[Point labeling dataset excerpts]

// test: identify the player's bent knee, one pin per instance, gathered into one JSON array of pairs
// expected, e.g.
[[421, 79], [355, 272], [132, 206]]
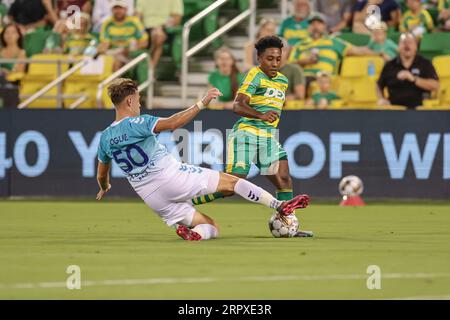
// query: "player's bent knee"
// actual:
[[227, 183]]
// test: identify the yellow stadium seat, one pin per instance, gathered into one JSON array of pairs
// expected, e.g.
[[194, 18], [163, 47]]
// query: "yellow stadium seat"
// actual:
[[358, 66], [357, 92], [296, 105], [82, 83], [313, 87]]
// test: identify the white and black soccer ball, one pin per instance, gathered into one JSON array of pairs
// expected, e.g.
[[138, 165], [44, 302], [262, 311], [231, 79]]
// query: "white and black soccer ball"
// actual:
[[351, 186], [283, 229]]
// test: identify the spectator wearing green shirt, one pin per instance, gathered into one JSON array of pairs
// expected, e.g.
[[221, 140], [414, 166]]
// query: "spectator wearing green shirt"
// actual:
[[123, 37], [3, 14], [267, 27], [380, 43], [226, 78], [78, 40], [324, 97], [295, 75], [444, 13], [295, 28], [160, 17], [322, 52]]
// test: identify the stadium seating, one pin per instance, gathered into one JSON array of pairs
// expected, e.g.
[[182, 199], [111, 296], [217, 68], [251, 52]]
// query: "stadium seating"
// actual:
[[356, 86], [85, 83], [442, 66]]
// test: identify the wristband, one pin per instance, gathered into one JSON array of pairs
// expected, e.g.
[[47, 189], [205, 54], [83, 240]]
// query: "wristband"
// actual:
[[200, 105]]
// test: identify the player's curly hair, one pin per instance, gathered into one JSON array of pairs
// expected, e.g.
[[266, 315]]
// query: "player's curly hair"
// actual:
[[268, 42], [121, 88]]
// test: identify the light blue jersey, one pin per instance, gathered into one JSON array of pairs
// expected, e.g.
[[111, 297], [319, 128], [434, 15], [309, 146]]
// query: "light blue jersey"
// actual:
[[133, 145]]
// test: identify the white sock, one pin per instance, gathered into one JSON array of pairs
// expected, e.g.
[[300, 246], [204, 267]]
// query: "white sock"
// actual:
[[207, 231], [251, 192]]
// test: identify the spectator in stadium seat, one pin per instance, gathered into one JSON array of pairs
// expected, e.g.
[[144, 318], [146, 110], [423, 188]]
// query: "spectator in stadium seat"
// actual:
[[295, 75], [409, 78], [444, 14], [324, 97], [322, 52], [77, 40], [381, 44], [389, 10], [337, 13], [226, 78], [102, 10], [11, 40], [267, 27], [124, 37], [30, 14], [416, 20], [160, 23], [295, 28], [3, 14]]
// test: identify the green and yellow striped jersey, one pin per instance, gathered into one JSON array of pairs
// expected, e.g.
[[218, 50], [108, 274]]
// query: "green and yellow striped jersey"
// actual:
[[265, 94], [443, 4], [294, 31], [411, 21], [76, 43], [330, 51], [120, 34]]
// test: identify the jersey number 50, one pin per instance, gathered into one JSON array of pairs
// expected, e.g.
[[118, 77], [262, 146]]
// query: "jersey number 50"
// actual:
[[127, 163]]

Required task :: Recast every line of the rows above as a JSON list of strings, one string per line, with blank lines skipped. Leave the picture out.

Output below ::
[
  "// test: identify the player's bent knee, one pin per instance, gathered into one JSON array of pairs",
  "// expected, e.g.",
  "[[421, 79], [355, 272], [132, 206]]",
  "// query: \"player's bent knee\"",
  "// actual:",
  "[[227, 183]]",
  "// test: identify the yellow stadium seat, one pin per instance, gathered into one JSON array of pairs",
  "// expected, e.g.",
  "[[194, 18], [163, 47]]",
  "// query: \"yellow stadium seat\"",
  "// actual:",
  "[[358, 66], [357, 92], [296, 105], [82, 83], [313, 87]]",
  "// test: identify the white and black soccer ball, one pin per instance, gathered into one JSON array of pairs",
  "// expected, e.g.",
  "[[138, 165], [44, 302], [262, 311], [231, 79]]",
  "// query: \"white and black soccer ball\"",
  "// actual:",
  "[[351, 186], [283, 229]]",
  "// test: identify the spectator wearing green shirt, one pin per instance, gathered into one JSON array of pairs",
  "// expected, e.g.",
  "[[221, 140], [414, 166]]",
  "// query: \"spectator wearing green shirt\"",
  "// actual:",
  "[[123, 37], [3, 14], [267, 27], [380, 43], [226, 78], [78, 40], [324, 97], [295, 75], [444, 13], [295, 28], [160, 17], [322, 52]]",
  "// test: identify the stadium seating, one pin per instance, gathered into one JSON array of pairs",
  "// expected, e.g.",
  "[[182, 199], [111, 296], [217, 68], [251, 52]]",
  "// query: \"stadium seating\"",
  "// actual:",
  "[[356, 86], [85, 83], [442, 66]]",
  "// test: identify the wristband, one pin per instance, gathered into one JSON array of pairs",
  "// expected, e.g.",
  "[[47, 189], [205, 54], [83, 240]]",
  "// query: \"wristband\"",
  "// actual:",
  "[[200, 105]]",
  "// test: identify the player's curly hair, one pin per instance, gathered into one JSON array of pairs",
  "// expected, e.g.",
  "[[266, 315]]",
  "// query: \"player's curly hair\"",
  "// actual:",
  "[[268, 42], [121, 88]]",
  "// test: identify the light blue jersey, one pin per instance, gathered into one JSON array of pairs",
  "// expected, e.g.",
  "[[111, 297], [319, 128], [434, 15], [309, 146]]",
  "// query: \"light blue jersey\"",
  "// actual:",
  "[[133, 145]]",
  "// test: identify the white sock, one pin per instance, gathered into one JSON array of pairs",
  "// expected, e.g.",
  "[[300, 246], [204, 267]]",
  "// query: \"white sock\"",
  "// actual:",
  "[[207, 231], [251, 192]]",
  "// test: identify the spectator in stadium seat, one pin per instance, gathered into one JSON array of pairs",
  "// expected, e.g.",
  "[[144, 318], [146, 110], [423, 188]]",
  "// query: \"spectator in stadium seat\"",
  "// actual:",
  "[[295, 75], [409, 78], [444, 14], [324, 97], [322, 52], [77, 40], [381, 44], [389, 10], [337, 13], [226, 78], [102, 10], [11, 40], [267, 27], [124, 37], [30, 14], [416, 20], [160, 23], [295, 28], [3, 14]]",
  "// test: identify the green and yellow striped jersey, one pin per instance, gathered into one JSON array of pairs",
  "// expected, e.g.",
  "[[218, 50], [108, 274]]",
  "// query: \"green and yellow striped jersey\"",
  "// actual:",
  "[[265, 94], [443, 4], [294, 31], [411, 21], [76, 43], [330, 51], [120, 34]]",
  "// test: identify the jersey number 50, one pin per instance, gathered into one JSON array of pairs",
  "// expected, e.g.",
  "[[118, 77], [262, 146]]",
  "// query: \"jersey number 50\"",
  "// actual:",
  "[[127, 163]]"
]